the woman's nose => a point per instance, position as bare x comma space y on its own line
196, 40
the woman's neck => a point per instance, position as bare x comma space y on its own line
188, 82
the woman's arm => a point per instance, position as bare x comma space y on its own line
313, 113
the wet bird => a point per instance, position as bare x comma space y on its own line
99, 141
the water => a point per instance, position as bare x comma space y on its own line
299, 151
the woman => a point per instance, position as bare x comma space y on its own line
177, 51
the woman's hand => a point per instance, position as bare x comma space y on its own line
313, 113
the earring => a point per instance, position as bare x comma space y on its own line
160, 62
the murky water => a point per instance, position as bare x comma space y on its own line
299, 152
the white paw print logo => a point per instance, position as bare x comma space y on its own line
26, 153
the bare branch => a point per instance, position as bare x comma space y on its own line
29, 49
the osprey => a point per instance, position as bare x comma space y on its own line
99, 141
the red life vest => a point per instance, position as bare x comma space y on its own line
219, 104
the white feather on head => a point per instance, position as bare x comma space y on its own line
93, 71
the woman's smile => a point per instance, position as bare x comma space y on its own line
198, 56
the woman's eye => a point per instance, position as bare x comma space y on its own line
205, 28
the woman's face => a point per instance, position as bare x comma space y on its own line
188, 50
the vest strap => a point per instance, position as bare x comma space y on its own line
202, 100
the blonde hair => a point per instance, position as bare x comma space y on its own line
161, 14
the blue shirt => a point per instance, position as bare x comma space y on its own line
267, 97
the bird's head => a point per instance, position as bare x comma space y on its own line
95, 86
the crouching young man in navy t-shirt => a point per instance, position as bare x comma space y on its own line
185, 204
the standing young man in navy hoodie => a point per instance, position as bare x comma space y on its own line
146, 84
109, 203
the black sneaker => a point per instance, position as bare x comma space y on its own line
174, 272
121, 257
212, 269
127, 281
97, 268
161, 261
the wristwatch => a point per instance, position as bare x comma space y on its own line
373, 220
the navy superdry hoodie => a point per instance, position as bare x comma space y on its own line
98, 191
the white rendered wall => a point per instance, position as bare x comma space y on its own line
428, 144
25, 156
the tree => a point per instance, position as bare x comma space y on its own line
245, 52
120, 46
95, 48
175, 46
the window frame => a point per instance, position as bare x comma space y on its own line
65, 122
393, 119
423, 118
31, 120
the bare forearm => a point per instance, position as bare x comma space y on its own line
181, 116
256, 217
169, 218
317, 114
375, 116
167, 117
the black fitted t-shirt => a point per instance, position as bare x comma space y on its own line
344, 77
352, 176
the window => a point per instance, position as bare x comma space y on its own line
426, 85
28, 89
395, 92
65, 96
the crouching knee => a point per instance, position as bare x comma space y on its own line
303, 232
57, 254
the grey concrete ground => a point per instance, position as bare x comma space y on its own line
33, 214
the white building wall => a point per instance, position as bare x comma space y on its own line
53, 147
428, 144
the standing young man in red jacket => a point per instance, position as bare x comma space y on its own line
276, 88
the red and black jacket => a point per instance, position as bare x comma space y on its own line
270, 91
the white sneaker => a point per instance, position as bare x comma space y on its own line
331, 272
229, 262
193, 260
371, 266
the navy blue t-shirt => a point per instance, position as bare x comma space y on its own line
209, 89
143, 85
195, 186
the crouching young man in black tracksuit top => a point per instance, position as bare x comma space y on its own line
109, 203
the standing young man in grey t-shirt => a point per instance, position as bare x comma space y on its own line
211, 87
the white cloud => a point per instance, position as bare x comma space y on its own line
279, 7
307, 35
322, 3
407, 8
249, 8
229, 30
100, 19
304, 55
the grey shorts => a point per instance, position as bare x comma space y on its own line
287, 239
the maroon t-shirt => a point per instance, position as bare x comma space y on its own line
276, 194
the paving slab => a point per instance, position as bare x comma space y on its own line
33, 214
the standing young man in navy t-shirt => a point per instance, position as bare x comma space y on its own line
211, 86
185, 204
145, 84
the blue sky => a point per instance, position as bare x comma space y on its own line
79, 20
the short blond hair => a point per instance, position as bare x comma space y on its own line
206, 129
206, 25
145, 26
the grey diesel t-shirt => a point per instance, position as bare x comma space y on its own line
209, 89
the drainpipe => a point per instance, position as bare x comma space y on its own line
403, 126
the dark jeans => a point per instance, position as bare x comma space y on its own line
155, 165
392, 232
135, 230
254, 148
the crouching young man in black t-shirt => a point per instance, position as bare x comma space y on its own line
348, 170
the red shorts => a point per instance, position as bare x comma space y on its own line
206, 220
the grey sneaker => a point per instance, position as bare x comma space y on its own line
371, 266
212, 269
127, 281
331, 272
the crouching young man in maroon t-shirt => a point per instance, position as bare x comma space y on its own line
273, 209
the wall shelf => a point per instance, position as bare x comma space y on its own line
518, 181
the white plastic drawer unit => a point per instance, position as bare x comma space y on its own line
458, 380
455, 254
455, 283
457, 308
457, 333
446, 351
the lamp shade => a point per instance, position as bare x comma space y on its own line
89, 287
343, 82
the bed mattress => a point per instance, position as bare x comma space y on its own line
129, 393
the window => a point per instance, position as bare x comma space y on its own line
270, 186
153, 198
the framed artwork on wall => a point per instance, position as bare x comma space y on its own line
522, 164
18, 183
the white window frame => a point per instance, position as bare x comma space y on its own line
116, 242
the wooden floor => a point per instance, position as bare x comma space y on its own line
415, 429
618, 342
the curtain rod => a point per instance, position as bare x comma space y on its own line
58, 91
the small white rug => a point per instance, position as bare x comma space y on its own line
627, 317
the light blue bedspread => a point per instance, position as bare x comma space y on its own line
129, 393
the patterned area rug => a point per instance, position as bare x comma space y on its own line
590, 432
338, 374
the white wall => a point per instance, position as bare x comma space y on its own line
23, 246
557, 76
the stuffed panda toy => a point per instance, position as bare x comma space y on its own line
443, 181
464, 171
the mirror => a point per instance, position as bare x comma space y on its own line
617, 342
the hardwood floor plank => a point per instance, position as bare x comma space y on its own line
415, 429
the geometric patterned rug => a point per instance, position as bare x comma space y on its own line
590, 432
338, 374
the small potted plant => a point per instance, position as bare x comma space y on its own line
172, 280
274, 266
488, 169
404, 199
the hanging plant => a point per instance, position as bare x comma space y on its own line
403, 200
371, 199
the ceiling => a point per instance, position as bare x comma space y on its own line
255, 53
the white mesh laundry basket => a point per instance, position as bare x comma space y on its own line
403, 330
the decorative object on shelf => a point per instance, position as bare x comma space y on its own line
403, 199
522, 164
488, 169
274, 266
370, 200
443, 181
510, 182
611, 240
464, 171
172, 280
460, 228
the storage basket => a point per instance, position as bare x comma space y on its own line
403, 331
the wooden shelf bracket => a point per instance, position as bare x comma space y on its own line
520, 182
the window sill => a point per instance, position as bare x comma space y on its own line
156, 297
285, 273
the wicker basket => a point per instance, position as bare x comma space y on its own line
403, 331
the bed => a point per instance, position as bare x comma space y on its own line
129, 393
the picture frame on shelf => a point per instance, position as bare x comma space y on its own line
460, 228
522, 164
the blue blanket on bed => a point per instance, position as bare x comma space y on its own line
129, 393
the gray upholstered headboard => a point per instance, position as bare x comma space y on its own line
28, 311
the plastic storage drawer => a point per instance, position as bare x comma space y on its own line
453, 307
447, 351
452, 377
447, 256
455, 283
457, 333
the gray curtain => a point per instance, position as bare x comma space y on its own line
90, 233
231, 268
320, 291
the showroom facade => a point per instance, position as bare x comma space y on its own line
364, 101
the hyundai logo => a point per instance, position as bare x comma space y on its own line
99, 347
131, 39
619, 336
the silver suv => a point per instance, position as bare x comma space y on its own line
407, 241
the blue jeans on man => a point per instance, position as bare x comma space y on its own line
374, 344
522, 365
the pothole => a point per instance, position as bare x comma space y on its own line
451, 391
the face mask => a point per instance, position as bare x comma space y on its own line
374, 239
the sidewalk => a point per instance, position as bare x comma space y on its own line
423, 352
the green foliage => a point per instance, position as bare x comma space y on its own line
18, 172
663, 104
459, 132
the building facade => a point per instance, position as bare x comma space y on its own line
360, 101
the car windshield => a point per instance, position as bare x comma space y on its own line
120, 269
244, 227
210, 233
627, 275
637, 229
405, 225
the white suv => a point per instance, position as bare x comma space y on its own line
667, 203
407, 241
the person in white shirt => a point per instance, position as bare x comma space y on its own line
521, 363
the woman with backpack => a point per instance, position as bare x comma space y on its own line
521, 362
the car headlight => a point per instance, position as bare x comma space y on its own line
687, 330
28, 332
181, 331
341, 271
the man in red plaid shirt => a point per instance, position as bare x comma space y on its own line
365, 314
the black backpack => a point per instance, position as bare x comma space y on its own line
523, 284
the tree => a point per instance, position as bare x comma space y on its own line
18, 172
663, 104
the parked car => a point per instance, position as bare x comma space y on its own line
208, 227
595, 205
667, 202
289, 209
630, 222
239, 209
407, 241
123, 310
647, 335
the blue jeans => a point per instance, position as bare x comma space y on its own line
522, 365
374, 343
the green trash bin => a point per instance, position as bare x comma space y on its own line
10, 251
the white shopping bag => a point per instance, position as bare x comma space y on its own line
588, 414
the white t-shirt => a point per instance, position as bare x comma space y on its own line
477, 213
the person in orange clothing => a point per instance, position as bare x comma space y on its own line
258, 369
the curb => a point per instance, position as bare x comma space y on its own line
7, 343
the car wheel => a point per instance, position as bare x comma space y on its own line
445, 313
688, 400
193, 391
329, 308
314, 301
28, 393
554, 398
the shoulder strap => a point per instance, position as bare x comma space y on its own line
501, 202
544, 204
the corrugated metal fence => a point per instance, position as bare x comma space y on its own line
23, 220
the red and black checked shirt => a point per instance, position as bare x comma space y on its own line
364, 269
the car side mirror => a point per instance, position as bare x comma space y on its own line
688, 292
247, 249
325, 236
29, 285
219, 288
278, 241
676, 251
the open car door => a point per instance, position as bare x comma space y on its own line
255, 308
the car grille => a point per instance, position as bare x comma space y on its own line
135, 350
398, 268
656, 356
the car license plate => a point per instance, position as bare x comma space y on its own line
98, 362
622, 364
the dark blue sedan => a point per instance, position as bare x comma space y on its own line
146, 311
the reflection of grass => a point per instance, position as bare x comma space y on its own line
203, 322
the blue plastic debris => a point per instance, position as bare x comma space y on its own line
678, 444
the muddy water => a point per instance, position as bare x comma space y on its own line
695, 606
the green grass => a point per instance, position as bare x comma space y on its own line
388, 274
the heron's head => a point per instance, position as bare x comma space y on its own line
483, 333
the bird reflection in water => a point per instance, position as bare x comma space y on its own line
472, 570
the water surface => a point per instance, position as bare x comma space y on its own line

> [Task objective]: Retype the lines from the one containing "the car license" through the last line of the records. Leave out everything else.

> [Result]:
the car license plate => a point per instance, position as bare x comma space y on its own line
98, 362
622, 364
the dark blue sedan => a point per instance, position as bare x comma space y on its own line
146, 311
the reflection of grass => a point per instance, position as bare x comma space y on its own line
203, 322
the blue plastic debris => a point per instance, position as bare x comma space y on its own line
678, 444
the muddy water => a point per instance, position as bare x comma space y on its own line
695, 606
the green grass => a point per instance, position as bare x comma space y on its own line
388, 274
the heron's head => a point per instance, position as bare x comma space y on its own line
483, 333
the bird reflection in water => a point per instance, position as bare x comma space y on its own line
472, 570
the water surface => a point per instance, position as bare x comma space y on its own line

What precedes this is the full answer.